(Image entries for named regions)
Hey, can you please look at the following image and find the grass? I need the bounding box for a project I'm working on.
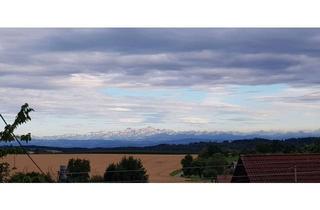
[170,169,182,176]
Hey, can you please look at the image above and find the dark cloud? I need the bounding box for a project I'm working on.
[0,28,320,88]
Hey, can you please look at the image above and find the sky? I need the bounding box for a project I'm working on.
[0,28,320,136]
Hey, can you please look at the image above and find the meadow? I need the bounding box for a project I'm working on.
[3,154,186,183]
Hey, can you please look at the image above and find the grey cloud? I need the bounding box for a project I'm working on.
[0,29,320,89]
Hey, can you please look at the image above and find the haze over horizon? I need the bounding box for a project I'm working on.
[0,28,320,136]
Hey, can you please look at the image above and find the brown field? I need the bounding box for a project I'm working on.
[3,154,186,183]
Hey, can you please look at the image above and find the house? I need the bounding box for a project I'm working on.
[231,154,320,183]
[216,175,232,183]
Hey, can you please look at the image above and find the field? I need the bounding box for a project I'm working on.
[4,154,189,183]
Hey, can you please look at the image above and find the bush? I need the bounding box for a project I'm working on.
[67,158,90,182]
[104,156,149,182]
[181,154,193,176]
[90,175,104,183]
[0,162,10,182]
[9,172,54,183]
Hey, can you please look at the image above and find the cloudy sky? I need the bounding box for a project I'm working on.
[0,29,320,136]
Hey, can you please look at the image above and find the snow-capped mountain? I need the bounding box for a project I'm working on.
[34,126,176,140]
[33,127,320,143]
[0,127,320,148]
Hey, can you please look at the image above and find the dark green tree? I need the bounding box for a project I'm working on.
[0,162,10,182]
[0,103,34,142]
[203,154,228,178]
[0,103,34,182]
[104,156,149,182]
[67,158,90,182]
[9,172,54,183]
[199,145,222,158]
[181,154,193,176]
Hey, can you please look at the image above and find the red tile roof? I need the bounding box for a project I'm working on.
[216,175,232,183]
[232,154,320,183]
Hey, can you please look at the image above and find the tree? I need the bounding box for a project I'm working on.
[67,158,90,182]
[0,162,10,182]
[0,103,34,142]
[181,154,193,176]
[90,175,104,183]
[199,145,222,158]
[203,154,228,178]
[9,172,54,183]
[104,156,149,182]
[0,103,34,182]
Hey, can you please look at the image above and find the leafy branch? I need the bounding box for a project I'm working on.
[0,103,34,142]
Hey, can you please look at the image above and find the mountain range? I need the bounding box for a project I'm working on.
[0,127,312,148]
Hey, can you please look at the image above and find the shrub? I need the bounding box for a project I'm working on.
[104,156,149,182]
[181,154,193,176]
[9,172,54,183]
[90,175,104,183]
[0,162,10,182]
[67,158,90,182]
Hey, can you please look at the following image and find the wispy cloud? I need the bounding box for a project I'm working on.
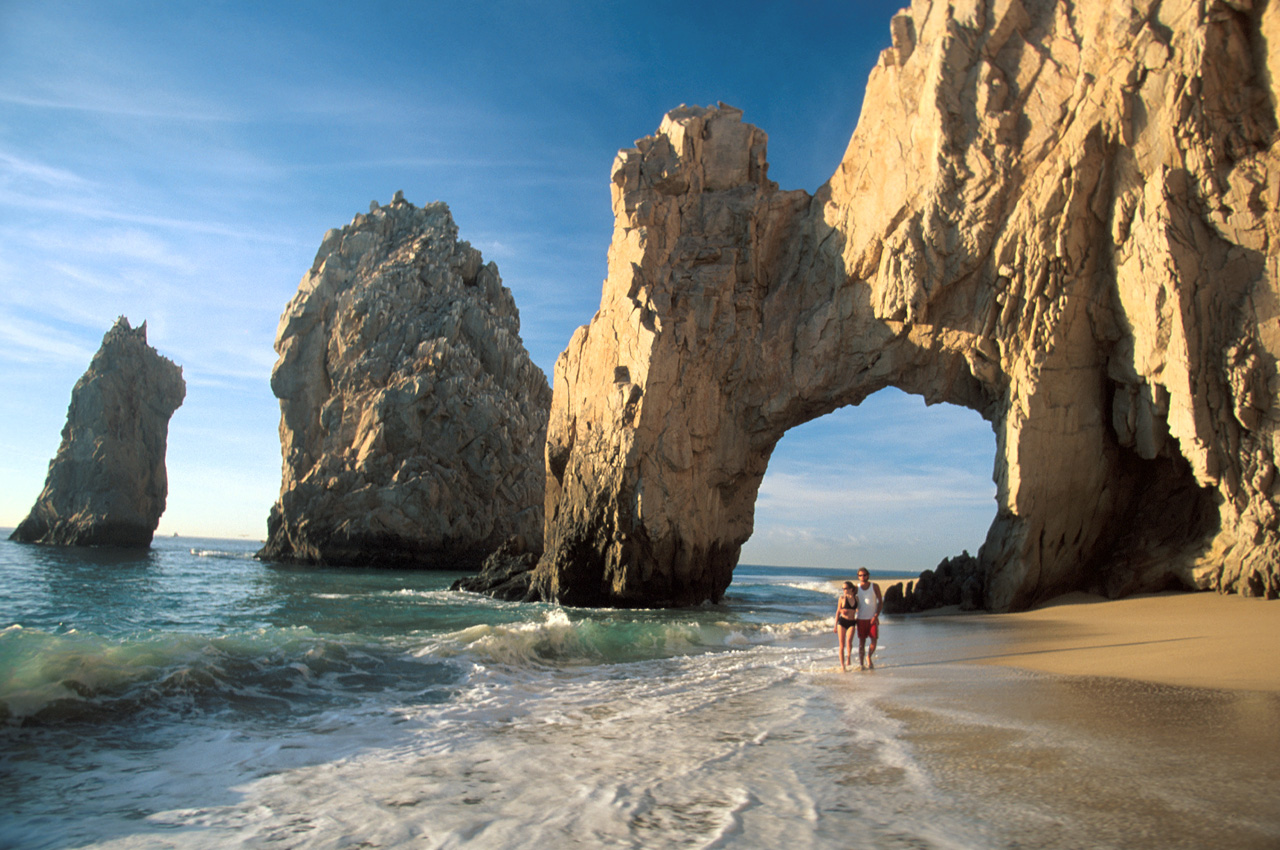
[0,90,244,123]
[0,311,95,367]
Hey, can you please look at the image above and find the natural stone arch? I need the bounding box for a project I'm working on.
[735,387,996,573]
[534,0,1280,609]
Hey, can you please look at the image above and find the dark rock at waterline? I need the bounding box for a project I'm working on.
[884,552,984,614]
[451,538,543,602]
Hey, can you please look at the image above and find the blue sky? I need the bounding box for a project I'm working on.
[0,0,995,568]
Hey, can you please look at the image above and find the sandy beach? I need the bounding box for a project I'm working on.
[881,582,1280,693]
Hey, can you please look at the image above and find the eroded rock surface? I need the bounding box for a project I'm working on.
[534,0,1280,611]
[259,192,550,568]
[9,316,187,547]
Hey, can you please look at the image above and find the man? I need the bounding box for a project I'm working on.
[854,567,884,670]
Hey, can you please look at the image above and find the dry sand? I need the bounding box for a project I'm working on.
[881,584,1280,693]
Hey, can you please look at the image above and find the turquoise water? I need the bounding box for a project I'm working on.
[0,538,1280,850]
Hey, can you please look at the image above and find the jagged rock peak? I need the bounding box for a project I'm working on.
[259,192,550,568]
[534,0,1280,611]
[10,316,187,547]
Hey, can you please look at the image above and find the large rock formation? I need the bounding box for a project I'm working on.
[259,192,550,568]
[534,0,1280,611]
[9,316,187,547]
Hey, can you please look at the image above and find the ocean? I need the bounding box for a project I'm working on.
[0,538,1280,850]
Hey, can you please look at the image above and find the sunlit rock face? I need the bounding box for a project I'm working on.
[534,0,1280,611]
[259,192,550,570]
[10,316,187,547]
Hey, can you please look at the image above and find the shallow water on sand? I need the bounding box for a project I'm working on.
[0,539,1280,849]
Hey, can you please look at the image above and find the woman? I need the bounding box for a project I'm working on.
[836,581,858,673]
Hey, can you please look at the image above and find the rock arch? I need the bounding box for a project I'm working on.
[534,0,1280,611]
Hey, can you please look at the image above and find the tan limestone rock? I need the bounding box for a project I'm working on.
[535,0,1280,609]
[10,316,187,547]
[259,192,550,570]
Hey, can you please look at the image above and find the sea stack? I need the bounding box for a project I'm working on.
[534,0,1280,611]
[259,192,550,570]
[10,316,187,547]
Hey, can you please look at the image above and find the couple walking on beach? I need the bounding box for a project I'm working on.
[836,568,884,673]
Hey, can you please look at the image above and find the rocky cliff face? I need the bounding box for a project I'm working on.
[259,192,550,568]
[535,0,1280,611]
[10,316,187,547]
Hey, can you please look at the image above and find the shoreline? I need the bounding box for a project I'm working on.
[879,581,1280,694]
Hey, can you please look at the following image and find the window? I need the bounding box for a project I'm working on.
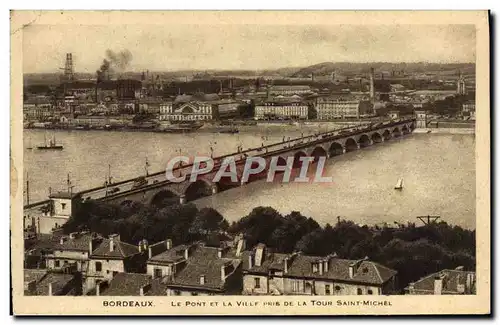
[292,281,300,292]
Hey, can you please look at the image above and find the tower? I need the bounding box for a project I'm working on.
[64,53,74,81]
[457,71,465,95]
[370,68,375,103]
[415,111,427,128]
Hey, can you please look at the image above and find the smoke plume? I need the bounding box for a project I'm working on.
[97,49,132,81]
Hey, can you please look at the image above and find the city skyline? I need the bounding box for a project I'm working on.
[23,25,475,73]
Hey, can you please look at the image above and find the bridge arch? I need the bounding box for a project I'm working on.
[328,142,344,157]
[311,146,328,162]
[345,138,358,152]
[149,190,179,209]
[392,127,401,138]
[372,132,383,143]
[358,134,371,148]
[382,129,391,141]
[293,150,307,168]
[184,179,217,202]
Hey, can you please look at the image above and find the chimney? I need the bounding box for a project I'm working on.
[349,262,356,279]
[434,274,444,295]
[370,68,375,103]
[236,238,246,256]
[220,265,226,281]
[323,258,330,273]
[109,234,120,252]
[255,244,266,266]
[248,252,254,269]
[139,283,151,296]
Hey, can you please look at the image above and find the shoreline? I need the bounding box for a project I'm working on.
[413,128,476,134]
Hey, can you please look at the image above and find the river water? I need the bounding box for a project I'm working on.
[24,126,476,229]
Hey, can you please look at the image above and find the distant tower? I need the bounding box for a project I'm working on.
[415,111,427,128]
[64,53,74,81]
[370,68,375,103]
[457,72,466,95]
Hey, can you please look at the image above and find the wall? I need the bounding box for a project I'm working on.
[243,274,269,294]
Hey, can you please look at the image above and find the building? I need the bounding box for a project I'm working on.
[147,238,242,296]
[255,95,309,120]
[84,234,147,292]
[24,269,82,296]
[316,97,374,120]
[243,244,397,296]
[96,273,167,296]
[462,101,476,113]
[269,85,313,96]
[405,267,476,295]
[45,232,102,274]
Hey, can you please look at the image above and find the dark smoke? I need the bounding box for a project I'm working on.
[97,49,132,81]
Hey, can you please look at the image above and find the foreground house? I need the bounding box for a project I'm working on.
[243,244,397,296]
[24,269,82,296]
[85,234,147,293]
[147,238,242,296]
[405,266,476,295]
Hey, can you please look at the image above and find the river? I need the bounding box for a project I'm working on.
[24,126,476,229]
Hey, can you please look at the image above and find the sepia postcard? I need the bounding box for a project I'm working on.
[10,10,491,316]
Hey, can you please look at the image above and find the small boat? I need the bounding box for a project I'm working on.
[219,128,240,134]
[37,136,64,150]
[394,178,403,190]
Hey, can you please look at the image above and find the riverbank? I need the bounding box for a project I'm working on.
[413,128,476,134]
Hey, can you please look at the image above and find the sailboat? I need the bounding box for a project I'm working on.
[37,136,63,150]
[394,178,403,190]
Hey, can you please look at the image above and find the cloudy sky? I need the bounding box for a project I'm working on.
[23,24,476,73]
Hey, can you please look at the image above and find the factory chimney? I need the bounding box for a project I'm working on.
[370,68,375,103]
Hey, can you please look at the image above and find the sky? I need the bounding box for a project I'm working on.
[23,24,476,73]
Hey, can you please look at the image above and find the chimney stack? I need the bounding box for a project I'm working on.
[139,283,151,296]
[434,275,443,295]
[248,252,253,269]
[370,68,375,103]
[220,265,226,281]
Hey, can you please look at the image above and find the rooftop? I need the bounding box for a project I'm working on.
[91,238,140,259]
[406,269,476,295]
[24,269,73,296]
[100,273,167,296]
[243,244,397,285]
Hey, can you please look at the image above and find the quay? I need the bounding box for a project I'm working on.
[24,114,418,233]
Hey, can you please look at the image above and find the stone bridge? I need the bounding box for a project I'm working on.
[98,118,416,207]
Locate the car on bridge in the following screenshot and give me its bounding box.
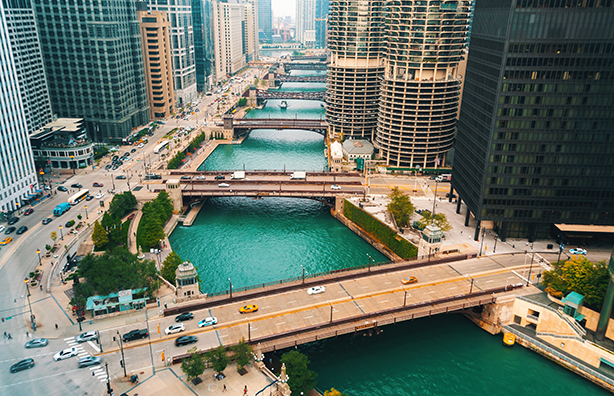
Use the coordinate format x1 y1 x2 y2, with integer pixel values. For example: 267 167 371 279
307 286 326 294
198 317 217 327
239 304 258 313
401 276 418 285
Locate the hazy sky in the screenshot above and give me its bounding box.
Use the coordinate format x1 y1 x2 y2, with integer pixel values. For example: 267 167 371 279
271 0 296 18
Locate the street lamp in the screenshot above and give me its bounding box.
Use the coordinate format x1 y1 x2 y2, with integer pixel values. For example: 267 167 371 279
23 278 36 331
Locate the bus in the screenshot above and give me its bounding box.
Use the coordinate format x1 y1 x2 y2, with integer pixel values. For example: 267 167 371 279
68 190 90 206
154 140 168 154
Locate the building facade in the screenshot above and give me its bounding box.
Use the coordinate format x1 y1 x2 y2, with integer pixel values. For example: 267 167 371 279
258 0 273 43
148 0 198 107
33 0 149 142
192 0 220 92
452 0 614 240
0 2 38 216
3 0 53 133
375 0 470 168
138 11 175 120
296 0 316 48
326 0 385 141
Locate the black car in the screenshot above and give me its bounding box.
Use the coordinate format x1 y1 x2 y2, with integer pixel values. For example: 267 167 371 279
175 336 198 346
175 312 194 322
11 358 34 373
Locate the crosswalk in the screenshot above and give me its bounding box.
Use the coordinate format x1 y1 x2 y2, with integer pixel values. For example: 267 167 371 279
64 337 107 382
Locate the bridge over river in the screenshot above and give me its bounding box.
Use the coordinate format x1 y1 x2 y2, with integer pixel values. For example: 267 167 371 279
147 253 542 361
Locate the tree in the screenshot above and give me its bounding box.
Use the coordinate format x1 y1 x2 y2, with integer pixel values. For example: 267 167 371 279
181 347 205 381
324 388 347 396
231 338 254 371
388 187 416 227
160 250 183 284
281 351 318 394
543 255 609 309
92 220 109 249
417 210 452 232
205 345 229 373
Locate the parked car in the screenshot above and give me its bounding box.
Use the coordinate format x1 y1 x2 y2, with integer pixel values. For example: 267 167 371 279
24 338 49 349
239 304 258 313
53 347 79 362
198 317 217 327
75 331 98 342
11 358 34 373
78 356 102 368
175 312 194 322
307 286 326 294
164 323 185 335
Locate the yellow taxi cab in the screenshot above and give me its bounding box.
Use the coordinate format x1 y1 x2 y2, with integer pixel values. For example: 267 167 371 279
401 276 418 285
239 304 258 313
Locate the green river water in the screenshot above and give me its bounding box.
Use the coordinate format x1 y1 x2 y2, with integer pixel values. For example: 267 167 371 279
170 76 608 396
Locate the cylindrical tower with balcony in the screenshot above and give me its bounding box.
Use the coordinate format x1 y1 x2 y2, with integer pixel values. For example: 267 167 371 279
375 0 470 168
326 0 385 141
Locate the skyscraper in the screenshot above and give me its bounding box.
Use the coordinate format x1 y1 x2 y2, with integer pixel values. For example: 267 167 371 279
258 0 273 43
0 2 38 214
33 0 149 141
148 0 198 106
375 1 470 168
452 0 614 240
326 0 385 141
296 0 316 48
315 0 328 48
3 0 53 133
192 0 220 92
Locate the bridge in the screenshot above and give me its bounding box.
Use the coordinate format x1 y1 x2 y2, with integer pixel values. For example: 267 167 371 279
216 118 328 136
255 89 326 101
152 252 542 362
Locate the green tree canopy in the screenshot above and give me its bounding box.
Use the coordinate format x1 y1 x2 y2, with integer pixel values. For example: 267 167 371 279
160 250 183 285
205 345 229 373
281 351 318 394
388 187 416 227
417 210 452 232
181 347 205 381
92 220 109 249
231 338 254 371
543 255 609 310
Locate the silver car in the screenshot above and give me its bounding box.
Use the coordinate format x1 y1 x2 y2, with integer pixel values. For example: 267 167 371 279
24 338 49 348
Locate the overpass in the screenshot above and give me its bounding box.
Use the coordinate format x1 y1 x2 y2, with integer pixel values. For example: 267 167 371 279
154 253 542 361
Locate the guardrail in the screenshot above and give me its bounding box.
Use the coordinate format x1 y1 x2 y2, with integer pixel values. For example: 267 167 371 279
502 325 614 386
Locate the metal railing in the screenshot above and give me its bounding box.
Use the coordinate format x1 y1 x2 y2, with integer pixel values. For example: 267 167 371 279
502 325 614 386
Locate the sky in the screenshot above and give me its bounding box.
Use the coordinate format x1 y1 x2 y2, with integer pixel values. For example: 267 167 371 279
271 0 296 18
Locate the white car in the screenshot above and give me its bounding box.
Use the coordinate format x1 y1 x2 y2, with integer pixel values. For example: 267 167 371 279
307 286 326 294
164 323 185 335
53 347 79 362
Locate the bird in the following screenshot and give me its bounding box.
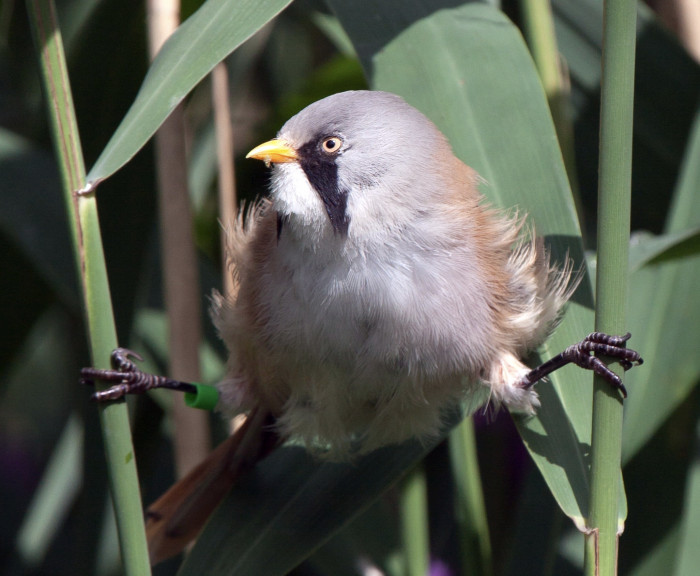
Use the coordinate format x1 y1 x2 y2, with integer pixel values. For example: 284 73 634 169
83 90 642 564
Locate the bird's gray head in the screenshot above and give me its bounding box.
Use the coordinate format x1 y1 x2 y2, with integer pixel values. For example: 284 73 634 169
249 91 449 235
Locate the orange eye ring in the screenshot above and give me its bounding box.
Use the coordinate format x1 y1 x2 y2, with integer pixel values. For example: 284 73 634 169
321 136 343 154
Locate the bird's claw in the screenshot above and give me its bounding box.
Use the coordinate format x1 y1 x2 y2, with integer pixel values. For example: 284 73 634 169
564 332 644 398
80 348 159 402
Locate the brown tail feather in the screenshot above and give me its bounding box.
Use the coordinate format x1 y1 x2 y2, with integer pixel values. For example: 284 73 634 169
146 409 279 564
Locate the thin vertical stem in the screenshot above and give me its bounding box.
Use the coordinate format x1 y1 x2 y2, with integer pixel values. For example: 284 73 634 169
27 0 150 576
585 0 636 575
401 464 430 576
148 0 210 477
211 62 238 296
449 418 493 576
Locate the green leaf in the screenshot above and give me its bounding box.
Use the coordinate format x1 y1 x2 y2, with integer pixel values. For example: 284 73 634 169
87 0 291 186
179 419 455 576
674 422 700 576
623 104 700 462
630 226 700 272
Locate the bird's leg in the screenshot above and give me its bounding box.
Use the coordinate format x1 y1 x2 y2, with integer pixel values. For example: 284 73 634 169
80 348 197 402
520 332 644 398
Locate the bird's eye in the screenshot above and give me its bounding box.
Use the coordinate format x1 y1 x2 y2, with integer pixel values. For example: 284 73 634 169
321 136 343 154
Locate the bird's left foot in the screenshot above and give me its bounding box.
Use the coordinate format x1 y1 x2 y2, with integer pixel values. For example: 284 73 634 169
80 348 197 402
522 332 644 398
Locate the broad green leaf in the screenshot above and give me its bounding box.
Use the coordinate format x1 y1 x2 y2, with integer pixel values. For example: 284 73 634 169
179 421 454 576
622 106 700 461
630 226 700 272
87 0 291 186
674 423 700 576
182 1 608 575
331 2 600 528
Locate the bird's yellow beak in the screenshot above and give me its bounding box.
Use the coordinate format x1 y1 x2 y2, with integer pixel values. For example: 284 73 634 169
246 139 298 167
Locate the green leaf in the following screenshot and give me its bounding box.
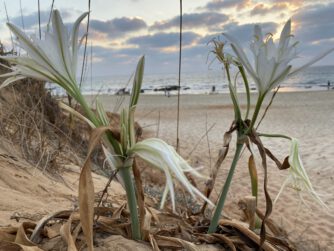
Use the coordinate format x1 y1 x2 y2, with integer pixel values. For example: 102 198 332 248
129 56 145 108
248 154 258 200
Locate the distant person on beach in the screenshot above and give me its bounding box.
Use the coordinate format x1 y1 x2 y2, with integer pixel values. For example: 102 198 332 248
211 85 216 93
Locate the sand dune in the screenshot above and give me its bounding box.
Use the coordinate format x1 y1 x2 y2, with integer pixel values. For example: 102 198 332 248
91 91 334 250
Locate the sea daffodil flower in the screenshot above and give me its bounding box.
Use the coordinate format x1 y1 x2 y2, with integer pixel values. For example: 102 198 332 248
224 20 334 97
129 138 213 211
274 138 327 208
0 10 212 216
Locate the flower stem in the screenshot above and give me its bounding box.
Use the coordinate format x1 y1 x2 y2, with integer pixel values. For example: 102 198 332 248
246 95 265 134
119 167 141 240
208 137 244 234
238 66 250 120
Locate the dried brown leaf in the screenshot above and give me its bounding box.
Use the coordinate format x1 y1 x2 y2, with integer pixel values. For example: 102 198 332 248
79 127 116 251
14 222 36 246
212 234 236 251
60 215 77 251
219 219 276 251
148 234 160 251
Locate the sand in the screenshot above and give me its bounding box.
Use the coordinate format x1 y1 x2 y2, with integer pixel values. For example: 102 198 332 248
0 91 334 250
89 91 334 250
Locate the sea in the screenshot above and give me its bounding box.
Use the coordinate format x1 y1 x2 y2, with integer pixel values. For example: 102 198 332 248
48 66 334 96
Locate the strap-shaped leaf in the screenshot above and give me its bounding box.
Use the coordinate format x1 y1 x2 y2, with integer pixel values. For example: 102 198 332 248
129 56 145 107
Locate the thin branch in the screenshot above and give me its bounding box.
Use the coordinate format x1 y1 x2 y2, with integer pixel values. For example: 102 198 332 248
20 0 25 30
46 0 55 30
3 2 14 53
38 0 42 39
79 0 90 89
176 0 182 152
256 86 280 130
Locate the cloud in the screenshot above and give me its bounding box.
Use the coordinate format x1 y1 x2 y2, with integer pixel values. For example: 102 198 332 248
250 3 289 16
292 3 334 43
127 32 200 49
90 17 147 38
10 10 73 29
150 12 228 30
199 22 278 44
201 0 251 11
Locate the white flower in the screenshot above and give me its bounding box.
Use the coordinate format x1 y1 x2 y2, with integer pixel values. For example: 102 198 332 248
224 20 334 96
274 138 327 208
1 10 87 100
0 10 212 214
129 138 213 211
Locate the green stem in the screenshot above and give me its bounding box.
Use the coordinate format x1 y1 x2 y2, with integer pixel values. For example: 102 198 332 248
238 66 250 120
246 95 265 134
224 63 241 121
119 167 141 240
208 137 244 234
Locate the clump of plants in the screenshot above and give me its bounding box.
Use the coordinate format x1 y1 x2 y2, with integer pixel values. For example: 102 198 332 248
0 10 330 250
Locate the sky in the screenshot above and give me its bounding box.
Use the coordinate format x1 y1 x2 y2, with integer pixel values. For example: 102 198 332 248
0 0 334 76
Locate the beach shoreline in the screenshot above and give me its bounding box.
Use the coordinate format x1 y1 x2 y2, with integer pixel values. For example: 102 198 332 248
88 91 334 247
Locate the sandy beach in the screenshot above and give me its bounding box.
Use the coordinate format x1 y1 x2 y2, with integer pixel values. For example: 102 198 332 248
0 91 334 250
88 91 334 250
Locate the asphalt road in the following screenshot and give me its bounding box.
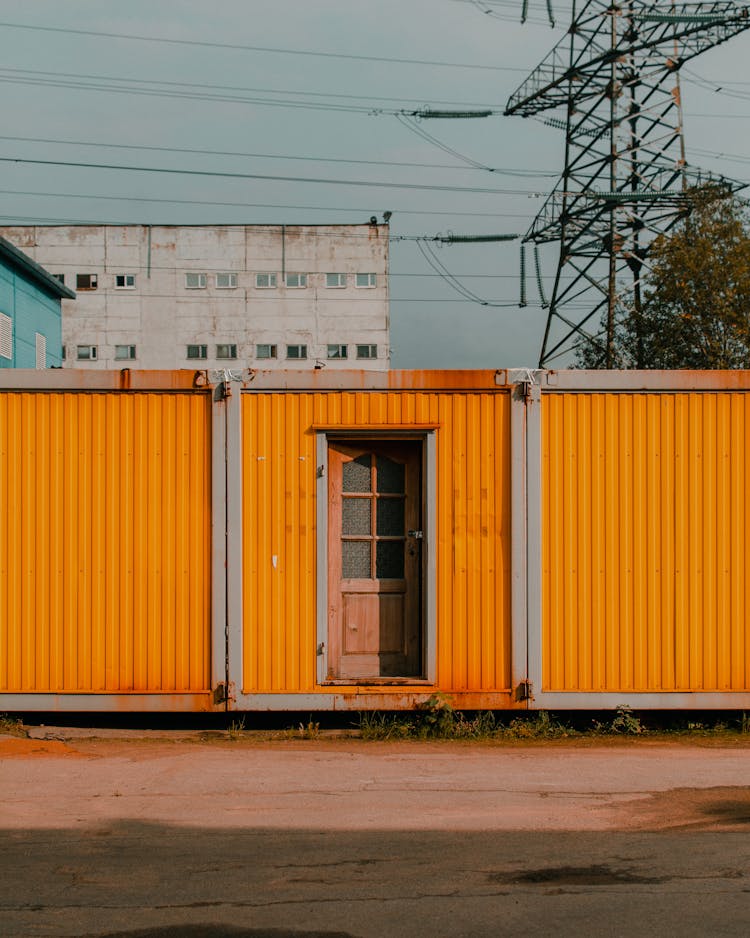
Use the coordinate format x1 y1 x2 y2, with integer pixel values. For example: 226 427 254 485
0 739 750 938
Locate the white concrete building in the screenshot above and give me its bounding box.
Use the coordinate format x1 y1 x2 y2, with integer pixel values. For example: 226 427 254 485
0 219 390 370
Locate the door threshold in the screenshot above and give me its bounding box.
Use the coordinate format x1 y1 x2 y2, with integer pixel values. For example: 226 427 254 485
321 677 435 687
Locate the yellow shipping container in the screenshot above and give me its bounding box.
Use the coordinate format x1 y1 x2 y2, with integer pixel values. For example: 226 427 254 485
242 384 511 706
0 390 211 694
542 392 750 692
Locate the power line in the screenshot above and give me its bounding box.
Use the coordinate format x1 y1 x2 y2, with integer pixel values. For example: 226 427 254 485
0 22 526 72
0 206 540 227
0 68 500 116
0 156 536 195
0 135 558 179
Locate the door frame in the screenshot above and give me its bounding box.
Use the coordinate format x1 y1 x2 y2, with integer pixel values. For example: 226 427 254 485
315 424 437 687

**AIM OF THE EXERCISE**
Arrange the lines from the start of the items through the line containing "[0,28,320,88]", both ends included, as a numbered list without blank lines. Leave the pictures out of your answer.

**OUTPUT OF THE EXERCISE**
1. Hey, can you please look at the following image and find the grass? I need the bounding box for a project I'm working on.
2. [170,169,182,176]
3. Hey, can you please look at the image above and find the dark cloud? I need the bounding box for a project I'm working on.
4. [0,28,320,88]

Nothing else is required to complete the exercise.